Render every line of the records below as a Markdown table with two columns, Row and Line. Skip blank lines, leave the pictures out, and number the remaining lines in order.

* begin INFORMATION SUPPLIED *

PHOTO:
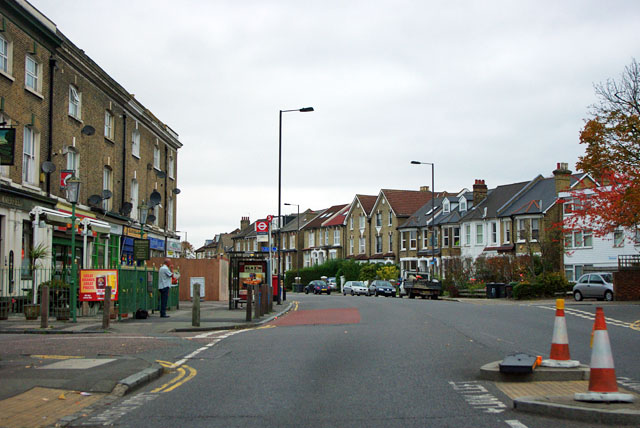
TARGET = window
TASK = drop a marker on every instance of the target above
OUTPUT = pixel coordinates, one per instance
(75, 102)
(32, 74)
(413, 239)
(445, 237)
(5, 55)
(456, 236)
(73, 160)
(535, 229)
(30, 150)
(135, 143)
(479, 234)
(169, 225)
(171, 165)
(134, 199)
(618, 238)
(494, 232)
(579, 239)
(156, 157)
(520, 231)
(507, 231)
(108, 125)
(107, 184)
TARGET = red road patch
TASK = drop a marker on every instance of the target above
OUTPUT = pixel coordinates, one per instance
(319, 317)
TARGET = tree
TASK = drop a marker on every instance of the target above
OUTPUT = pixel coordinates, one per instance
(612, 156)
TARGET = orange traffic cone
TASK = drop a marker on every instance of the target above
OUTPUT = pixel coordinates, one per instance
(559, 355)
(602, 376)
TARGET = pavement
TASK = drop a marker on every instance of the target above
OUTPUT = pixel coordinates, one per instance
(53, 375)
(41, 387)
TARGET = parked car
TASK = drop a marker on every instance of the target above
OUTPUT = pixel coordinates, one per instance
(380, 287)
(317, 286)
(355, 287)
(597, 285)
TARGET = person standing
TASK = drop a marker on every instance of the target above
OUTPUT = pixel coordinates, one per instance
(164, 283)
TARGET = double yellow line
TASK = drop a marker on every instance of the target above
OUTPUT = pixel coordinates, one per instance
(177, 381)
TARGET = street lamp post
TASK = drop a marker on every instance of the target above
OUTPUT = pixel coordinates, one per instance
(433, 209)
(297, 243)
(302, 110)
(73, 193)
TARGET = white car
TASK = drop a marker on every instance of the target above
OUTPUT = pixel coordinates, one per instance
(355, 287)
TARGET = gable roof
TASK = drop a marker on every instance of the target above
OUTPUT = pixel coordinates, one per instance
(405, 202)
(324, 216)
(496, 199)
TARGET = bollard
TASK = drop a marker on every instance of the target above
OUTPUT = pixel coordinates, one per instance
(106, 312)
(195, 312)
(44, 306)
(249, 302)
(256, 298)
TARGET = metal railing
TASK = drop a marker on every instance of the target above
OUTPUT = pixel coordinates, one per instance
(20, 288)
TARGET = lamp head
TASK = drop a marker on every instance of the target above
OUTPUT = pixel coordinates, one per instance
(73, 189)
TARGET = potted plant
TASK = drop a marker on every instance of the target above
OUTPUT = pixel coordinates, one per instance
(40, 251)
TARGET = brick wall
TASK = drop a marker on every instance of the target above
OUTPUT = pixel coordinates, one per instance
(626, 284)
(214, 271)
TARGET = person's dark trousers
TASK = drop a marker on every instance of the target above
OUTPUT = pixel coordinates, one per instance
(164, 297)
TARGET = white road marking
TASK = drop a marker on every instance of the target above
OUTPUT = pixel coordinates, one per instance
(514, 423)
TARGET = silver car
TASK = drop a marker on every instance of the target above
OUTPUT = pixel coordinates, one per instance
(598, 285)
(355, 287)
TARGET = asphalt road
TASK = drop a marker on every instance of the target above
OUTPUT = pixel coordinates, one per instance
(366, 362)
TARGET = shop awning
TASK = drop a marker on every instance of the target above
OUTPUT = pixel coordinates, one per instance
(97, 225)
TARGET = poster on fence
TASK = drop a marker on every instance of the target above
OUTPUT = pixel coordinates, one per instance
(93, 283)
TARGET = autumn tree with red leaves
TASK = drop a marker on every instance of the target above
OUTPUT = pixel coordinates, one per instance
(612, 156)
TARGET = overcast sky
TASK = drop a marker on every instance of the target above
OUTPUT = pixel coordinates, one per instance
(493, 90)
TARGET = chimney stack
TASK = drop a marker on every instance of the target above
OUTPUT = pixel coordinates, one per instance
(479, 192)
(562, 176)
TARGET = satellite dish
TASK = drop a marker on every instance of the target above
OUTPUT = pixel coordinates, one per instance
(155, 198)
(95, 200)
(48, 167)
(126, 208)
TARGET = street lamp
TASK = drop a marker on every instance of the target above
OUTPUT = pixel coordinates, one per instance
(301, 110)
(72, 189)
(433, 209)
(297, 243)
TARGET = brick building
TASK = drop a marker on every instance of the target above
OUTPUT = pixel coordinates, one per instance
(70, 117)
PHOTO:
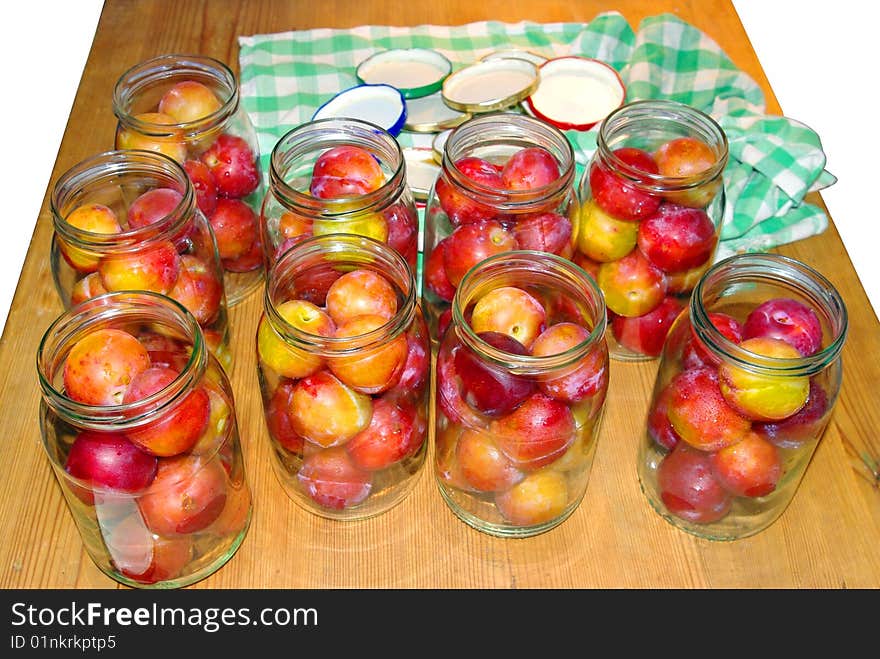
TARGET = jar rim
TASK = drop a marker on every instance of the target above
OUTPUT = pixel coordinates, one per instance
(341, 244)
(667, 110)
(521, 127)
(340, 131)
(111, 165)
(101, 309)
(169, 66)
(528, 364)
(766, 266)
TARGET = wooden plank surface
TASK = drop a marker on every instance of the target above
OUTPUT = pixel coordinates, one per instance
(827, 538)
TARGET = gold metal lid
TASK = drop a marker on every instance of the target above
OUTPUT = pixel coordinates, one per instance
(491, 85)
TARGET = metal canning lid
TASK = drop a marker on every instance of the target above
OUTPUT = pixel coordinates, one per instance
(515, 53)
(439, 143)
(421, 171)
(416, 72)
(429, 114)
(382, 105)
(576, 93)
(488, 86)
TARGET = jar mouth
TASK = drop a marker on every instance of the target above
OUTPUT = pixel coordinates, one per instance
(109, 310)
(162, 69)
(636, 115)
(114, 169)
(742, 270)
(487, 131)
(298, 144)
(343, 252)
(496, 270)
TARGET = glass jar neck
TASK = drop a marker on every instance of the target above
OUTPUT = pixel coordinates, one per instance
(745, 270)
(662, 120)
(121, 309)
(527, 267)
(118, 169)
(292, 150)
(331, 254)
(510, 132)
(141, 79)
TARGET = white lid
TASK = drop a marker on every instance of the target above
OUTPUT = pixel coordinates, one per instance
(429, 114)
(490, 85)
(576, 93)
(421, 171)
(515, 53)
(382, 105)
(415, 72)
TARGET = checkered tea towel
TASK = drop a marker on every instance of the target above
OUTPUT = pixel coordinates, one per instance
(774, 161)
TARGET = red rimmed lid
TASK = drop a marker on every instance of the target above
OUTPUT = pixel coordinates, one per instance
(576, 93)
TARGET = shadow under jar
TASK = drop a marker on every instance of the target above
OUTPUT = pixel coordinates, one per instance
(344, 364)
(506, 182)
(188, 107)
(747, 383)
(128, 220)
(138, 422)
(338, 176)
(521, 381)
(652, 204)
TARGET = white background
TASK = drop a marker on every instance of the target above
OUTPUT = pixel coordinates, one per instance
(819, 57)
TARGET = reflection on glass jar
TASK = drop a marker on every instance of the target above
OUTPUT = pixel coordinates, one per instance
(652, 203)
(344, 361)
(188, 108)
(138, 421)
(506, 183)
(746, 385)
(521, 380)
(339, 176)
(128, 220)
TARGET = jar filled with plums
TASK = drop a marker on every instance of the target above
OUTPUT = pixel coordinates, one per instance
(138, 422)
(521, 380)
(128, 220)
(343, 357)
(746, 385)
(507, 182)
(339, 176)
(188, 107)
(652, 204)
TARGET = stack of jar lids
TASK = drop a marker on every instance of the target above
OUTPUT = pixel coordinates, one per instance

* end INFORMATION SUPPLIED *

WRITTEN ANSWER:
| Row | Line |
|---|---|
| 1 | PHOTO: |
| 2 | TARGET = window |
| 3 | TASK = drop a marker on every instance of the target above |
| 4 | OUTPUT = pixel coordinates, one per instance |
| 5 | (75, 102) |
| 6 | (32, 74) |
| 7 | (413, 239) |
| 8 | (445, 237) |
| 9 | (5, 55) |
| 10 | (456, 236) |
| 11 | (73, 160) |
| 12 | (535, 229) |
| 13 | (30, 150) |
| 14 | (135, 143) |
| 15 | (479, 234) |
| 16 | (169, 225) |
| 17 | (171, 165) |
| 18 | (134, 199) |
| 19 | (618, 238) |
| 20 | (494, 232) |
| 21 | (579, 239) |
| 22 | (156, 157) |
| 23 | (520, 231) |
| 24 | (507, 231) |
| 25 | (108, 125) |
| 26 | (107, 184) |
| 27 | TARGET = red road patch |
| 28 | TASK = drop a marker on every instance of the target above |
| 29 | OUTPUT = pixel coordinates, one per instance |
| 30 | (319, 317) |
| 31 | TARGET = tree |
| 32 | TASK = drop a marker on every instance of the target above |
| 33 | OUTPUT = pixel coordinates, one per instance |
| 34 | (612, 156) |
| 35 | TARGET = orange traffic cone |
| 36 | TASK = drop a marker on every instance of the target above |
| 37 | OUTPUT = pixel coordinates, one per instance |
| 38 | (559, 355) |
| 39 | (602, 376) |
| 40 | TARGET = pavement |
| 41 | TASK = drop a marker on every instance of the target above |
| 42 | OUTPUT = pixel coordinates, one per instance |
| 43 | (53, 375) |
| 44 | (41, 387) |
| 45 | TARGET = parked car |
| 46 | TASK = drop a marker on every instance of the target above |
| 47 | OUTPUT = pixel coordinates, one per instance |
| 48 | (380, 287) |
| 49 | (317, 286) |
| 50 | (355, 287) |
| 51 | (597, 285) |
| 52 | TARGET = person standing |
| 53 | TASK = drop a marker on every instance of the target above |
| 54 | OUTPUT = pixel coordinates, one per instance |
| 55 | (164, 283) |
| 56 | TARGET = double yellow line |
| 57 | TASK = drop a marker on every instance of the target above |
| 58 | OUTPUT = pixel coordinates, one per instance |
| 59 | (177, 381) |
| 60 | TARGET = street lamp post |
| 61 | TASK = drop a marker on every instance of the target above |
| 62 | OUTPUT = pixel coordinates, one per instance |
| 63 | (433, 209) |
| 64 | (297, 243) |
| 65 | (302, 110) |
| 66 | (73, 193) |
| 67 | TARGET = white car |
| 68 | TASK = drop a marker on every instance of the target above |
| 69 | OUTPUT = pixel coordinates, one per instance |
| 70 | (355, 287) |
| 71 | TARGET = gable roof |
| 72 | TASK = drop a marker on every instance of the target above |
| 73 | OUTPUT = pixel coordinates, one per instance |
| 74 | (405, 202) |
| 75 | (324, 216) |
| 76 | (496, 199) |
| 77 | TARGET = bollard |
| 78 | TASK = drop a marker on every instance of the target above |
| 79 | OUTPUT = pixel coordinates, one per instance |
| 80 | (106, 312) |
| 81 | (195, 312) |
| 82 | (44, 306) |
| 83 | (249, 302) |
| 84 | (256, 298) |
| 85 | TARGET = metal railing |
| 86 | TASK = drop a marker on every instance of the target above |
| 87 | OUTPUT = pixel coordinates, one per instance |
| 88 | (20, 288) |
| 89 | TARGET = lamp head |
| 90 | TASK = drop a marker on every instance of the target above |
| 91 | OUTPUT = pixel coordinates, one per instance |
| 92 | (73, 189) |
| 93 | TARGET = potted plant |
| 94 | TASK = drop a marker on every instance of the target above |
| 95 | OUTPUT = pixel coordinates, one per instance |
| 96 | (40, 251) |
| 97 | TARGET = brick wall |
| 98 | TASK = drop a marker on every instance of the target above |
| 99 | OUTPUT = pixel coordinates, one per instance |
| 100 | (626, 284) |
| 101 | (214, 271) |
| 102 | TARGET = person's dark trousers |
| 103 | TASK = drop a marker on every instance of the target above |
| 104 | OUTPUT = pixel coordinates, one per instance |
| 105 | (164, 297) |
| 106 | TARGET = white road marking |
| 107 | TASK = drop a marker on every instance of the target above |
| 108 | OUTPUT = pixel coordinates, one per instance |
| 109 | (514, 423) |
| 110 | TARGET = silver car |
| 111 | TASK = drop a marker on every instance of the target above |
| 112 | OUTPUT = pixel coordinates, one per instance |
| 113 | (598, 285) |
| 114 | (355, 287) |
| 115 | TARGET = asphalt road |
| 116 | TASK = drop a marker on every instance of the target above |
| 117 | OUTPUT = pixel coordinates, one per instance |
| 118 | (366, 362) |
| 119 | TARGET = shop awning |
| 120 | TASK = drop a marker on every instance of the target above |
| 121 | OUTPUT = pixel coordinates, one per instance |
| 122 | (97, 225) |
| 123 | TARGET = poster on fence |
| 124 | TASK = drop a marker on every instance of the target above |
| 125 | OUTPUT = pixel coordinates, one per instance |
| 126 | (93, 283) |
| 127 | TARGET = autumn tree with red leaves |
| 128 | TASK = drop a marker on every instance of the target above |
| 129 | OUTPUT = pixel coordinates, one per instance |
| 130 | (612, 156) |
| 131 | TARGET = overcast sky |
| 132 | TASK = drop a marker on every instance of the target above |
| 133 | OUTPUT = pixel coordinates, one per instance |
| 134 | (493, 90) |
| 135 | TARGET = chimney stack |
| 136 | TASK = drop a marker on every instance of the target above |
| 137 | OUTPUT = pixel coordinates, one per instance |
| 138 | (479, 192) |
| 139 | (562, 176) |
| 140 | TARGET = satellite dish |
| 141 | TASK = drop a marker on every instance of the target above |
| 142 | OUTPUT = pixel coordinates, one per instance |
| 143 | (155, 198) |
| 144 | (95, 200) |
| 145 | (48, 167) |
| 146 | (126, 208) |
| 147 | TARGET = street lamp |
| 148 | TASK = drop a marker on every instance of the target above |
| 149 | OUTPUT = pixel coordinates, one per instance |
| 150 | (301, 110) |
| 151 | (72, 189) |
| 152 | (433, 209) |
| 153 | (297, 243) |
| 154 | TARGET = brick building |
| 155 | TASK = drop a marker on every instance of the target above |
| 156 | OUTPUT = pixel coordinates, one per instance |
| 157 | (70, 117) |
| 158 | PHOTO: |
| 159 | TARGET = jar rim |
| 160 | TASK = drop a marker on every instance of the target above |
| 161 | OUTPUT = pixel coordinates, one per instance |
| 162 | (341, 244) |
| 163 | (667, 110) |
| 164 | (521, 127) |
| 165 | (340, 131) |
| 166 | (111, 165) |
| 167 | (101, 309) |
| 168 | (169, 66) |
| 169 | (528, 364) |
| 170 | (766, 266) |
| 171 | TARGET = wooden plank surface |
| 172 | TASK = drop a marker on every instance of the target above |
| 173 | OUTPUT = pixel coordinates, one per instance |
| 174 | (827, 538) |
| 175 | TARGET = gold metal lid |
| 176 | TASK = drop a marker on every instance of the target above |
| 177 | OUTPUT = pixel coordinates, one per instance |
| 178 | (491, 85) |
| 179 | TARGET = metal canning lid |
| 180 | TASK = drop a marker on every instance of the target above |
| 181 | OUTPUT = pixel coordinates, one per instance |
| 182 | (515, 53) |
| 183 | (439, 143) |
| 184 | (421, 171) |
| 185 | (416, 72) |
| 186 | (429, 114) |
| 187 | (382, 105) |
| 188 | (576, 93) |
| 189 | (488, 86) |
| 190 | TARGET = jar mouth |
| 191 | TASK = drop a marker on every instance of the target above |
| 192 | OUTPUT = pixel coordinates, one per instance |
| 193 | (109, 310) |
| 194 | (162, 69) |
| 195 | (636, 115) |
| 196 | (114, 169) |
| 197 | (742, 270) |
| 198 | (487, 131) |
| 199 | (298, 144) |
| 200 | (343, 252) |
| 201 | (496, 270) |
| 202 | TARGET = glass jar neck |
| 203 | TASK = drop a marker on every instance of the target above |
| 204 | OUTPUT = pixel coordinates, one per instance |
| 205 | (745, 270) |
| 206 | (662, 120) |
| 207 | (121, 309) |
| 208 | (527, 267) |
| 209 | (118, 169) |
| 210 | (292, 150) |
| 211 | (331, 254) |
| 212 | (510, 132) |
| 213 | (141, 79) |
| 214 | TARGET = white lid |
| 215 | TASK = drop a marker on every instance of the target above |
| 216 | OUTPUT = pixel coordinates, one per instance |
| 217 | (429, 114) |
| 218 | (490, 85) |
| 219 | (576, 93) |
| 220 | (421, 171) |
| 221 | (515, 53) |
| 222 | (382, 105) |
| 223 | (415, 72) |
| 224 | TARGET = checkered tea towel |
| 225 | TASK = drop a marker on every instance of the target above |
| 226 | OUTPUT = pixel coordinates, one per instance |
| 227 | (774, 161) |
| 228 | TARGET = red rimmed lid |
| 229 | TASK = drop a marker on every instance of the target above |
| 230 | OUTPUT = pixel coordinates, one per instance |
| 231 | (576, 93) |
| 232 | TARGET = shadow under jar |
| 233 | TASK = drop a marker on every instance of the target above |
| 234 | OUTPUT = pixel coordinates, one per instance |
| 235 | (344, 364) |
| 236 | (506, 182) |
| 237 | (188, 107) |
| 238 | (747, 383) |
| 239 | (128, 220) |
| 240 | (138, 422) |
| 241 | (338, 176) |
| 242 | (521, 381) |
| 243 | (652, 204) |
| 244 | TARGET = white background |
| 245 | TASK = drop a marker on every instance of the target above |
| 246 | OUTPUT = pixel coordinates, one per instance |
| 247 | (819, 57) |
| 248 | TARGET = reflection on glass jar |
| 249 | TASK = drop a marker on every instance of the target above |
| 250 | OUTPUT = pixel coordinates, one per instance |
| 251 | (652, 203) |
| 252 | (344, 361) |
| 253 | (188, 108) |
| 254 | (138, 421) |
| 255 | (506, 183) |
| 256 | (746, 385) |
| 257 | (521, 380) |
| 258 | (339, 176) |
| 259 | (128, 220) |
| 260 | TARGET = jar filled with plums |
| 261 | TASK = drop a marker on every instance of the target above |
| 262 | OUTPUT = pixel coordinates, one per instance |
| 263 | (138, 422) |
| 264 | (521, 380) |
| 265 | (128, 220) |
| 266 | (343, 357) |
| 267 | (746, 385) |
| 268 | (507, 182) |
| 269 | (339, 176) |
| 270 | (188, 107) |
| 271 | (652, 204) |
| 272 | TARGET = stack of jar lids |
| 273 | TASK = drop a marker on every instance of the target above |
| 274 | OUTPUT = pixel coordinates, one per instance |